Planning for world domination

The wheel has been set in motion. Today marks the day in which I start my plan for my ultimate goal: taking over Donut King...I mean the world.

I can't reveal too much at this time, although I can say that my grand, very elaborate scheme involves a peanut. Plus an army of geese. Oh, and the one hundred odd megatons worth of explosives to boot.

Why the geese? Well I thought that would be quite obvious. Geese are vicious, vicious animals. They have no fear, they feel no pain and most of all they love the taste of fresh blood, especially in the morning. If you've ever seen a steel-beaked goose attack a hapless serf you'd know what I'm on about. Plus, geese are easy to keep in line. If some of them are misbehaving you only need to eat a few of them to show the rest you're not fooling around. And they're delicious too, which is a big bonus. No more thing as casualties of war. They'd just become dinner! Or lunch, or even breakfast if you were that keen.

And best of all...NObody suspects the geese!

Mehehehehehehehahahahahahahohohohohohohohuhuhuhu!

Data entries
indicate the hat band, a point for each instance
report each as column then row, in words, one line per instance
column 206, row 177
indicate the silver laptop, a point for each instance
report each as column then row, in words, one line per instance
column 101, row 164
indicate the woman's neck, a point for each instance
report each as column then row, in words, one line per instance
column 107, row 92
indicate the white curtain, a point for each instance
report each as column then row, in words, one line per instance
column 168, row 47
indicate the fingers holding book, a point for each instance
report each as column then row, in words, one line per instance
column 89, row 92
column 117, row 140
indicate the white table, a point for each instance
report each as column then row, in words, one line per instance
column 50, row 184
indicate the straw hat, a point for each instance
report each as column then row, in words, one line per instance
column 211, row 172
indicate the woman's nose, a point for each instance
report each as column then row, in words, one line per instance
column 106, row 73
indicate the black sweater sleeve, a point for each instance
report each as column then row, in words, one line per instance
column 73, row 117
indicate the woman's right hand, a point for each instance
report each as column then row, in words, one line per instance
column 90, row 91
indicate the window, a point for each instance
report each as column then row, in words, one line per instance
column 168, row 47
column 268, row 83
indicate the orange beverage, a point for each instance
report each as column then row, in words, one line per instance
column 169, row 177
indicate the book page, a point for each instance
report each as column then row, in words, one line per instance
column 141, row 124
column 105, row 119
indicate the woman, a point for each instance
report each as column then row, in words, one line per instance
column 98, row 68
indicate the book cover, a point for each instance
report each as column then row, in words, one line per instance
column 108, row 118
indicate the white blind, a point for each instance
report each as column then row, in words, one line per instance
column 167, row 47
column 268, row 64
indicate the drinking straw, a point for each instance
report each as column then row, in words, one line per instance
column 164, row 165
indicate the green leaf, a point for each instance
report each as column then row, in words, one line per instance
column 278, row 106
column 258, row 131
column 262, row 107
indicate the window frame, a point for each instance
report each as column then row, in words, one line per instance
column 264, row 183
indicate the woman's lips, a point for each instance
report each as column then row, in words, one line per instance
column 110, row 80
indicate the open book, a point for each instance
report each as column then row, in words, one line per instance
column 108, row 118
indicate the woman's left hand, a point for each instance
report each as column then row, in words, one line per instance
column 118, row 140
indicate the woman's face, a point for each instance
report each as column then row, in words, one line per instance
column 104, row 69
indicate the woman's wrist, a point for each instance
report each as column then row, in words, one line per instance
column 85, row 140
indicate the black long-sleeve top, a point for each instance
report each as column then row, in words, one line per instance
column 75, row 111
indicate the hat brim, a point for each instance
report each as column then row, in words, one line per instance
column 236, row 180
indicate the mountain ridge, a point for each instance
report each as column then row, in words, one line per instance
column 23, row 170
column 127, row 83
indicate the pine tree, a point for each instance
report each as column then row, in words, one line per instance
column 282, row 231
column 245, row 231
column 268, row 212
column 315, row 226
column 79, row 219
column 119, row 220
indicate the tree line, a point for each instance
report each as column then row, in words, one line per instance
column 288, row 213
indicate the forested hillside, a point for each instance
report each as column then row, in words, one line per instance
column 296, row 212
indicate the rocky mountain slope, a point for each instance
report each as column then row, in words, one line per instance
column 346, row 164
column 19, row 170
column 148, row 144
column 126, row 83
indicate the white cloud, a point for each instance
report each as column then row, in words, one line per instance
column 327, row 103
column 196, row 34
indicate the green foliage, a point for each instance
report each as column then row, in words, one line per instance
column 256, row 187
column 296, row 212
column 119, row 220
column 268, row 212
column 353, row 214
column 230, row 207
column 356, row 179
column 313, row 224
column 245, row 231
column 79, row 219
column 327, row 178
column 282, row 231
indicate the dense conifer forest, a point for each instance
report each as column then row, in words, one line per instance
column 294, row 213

» **Exercises**
1. Reproduce the part of the world domination post that opens with the words containing "I can't reveal" and closes with "explosives to boot.".
2. According to the world domination post, why are geese easy to keep in line? Answer in one to three sentences.

» **Answers for the tasks**
1.
I can't reveal too much at this time, although I can say that my grand, very elaborate scheme involves a peanut. Plus an army of geese. Oh, and the one hundred odd megatons worth of explosives to boot.

2. If some geese misbehave, you only need to eat a few of them to show the rest that you're not fooling around.